>>>
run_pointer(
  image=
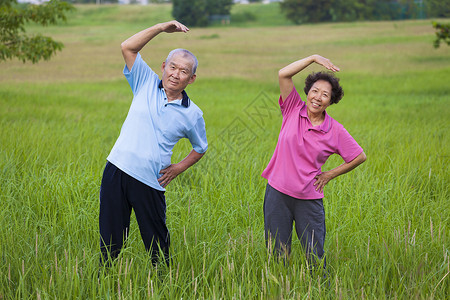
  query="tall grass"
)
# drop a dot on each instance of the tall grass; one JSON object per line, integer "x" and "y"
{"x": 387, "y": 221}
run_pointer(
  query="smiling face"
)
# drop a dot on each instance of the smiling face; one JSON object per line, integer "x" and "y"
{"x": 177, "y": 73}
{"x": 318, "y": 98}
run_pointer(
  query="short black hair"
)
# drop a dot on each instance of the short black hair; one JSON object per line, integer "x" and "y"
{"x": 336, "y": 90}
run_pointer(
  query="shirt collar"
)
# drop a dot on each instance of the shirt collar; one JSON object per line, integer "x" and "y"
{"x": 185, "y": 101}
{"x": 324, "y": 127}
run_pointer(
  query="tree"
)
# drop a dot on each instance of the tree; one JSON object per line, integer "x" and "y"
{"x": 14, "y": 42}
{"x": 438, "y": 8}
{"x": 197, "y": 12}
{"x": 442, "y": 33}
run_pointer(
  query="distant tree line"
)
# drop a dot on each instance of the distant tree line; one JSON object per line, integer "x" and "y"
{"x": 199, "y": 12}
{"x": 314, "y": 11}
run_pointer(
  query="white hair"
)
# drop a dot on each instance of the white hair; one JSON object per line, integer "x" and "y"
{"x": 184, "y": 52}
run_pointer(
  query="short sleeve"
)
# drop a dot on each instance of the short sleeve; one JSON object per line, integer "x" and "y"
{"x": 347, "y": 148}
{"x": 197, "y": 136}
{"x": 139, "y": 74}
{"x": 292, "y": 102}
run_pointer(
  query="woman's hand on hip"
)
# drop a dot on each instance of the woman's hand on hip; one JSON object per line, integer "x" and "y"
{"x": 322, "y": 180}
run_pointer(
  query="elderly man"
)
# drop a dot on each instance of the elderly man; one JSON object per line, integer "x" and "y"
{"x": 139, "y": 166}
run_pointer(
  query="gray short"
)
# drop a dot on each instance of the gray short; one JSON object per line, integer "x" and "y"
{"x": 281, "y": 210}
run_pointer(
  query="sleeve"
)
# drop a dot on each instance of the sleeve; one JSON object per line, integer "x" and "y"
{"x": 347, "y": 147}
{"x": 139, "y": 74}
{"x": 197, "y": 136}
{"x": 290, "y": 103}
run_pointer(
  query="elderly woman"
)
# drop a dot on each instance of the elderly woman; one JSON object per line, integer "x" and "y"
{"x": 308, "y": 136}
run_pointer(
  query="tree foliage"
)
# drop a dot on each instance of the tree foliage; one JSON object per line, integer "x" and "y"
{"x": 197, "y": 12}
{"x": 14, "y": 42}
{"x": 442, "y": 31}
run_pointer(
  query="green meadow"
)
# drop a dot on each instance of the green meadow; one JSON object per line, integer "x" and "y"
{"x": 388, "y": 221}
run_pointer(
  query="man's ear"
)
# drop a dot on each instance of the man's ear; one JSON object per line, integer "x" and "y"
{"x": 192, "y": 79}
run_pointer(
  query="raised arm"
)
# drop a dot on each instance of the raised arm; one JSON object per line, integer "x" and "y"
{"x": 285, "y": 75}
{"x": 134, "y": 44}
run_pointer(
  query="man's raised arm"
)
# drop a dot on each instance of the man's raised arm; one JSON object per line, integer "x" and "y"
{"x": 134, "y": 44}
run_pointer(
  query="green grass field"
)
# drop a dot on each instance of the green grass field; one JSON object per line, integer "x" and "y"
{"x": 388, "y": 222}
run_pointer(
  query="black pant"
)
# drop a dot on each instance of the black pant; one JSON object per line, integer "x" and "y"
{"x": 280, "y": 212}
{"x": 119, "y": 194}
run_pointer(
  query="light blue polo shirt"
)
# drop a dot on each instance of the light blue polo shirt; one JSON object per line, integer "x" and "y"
<<<
>>>
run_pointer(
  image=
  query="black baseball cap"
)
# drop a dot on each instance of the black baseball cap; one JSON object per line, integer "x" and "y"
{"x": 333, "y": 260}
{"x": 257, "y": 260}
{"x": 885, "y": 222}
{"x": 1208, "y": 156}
<<<
_What the task requires:_
Wherever a line in the records contains the word "polo", copy that line.

_Output of the exercise:_
  query="light blue polo shirt"
# drop a dot on each instance of the light blue polo shirt; one JSON object per line, integer "x" and "y"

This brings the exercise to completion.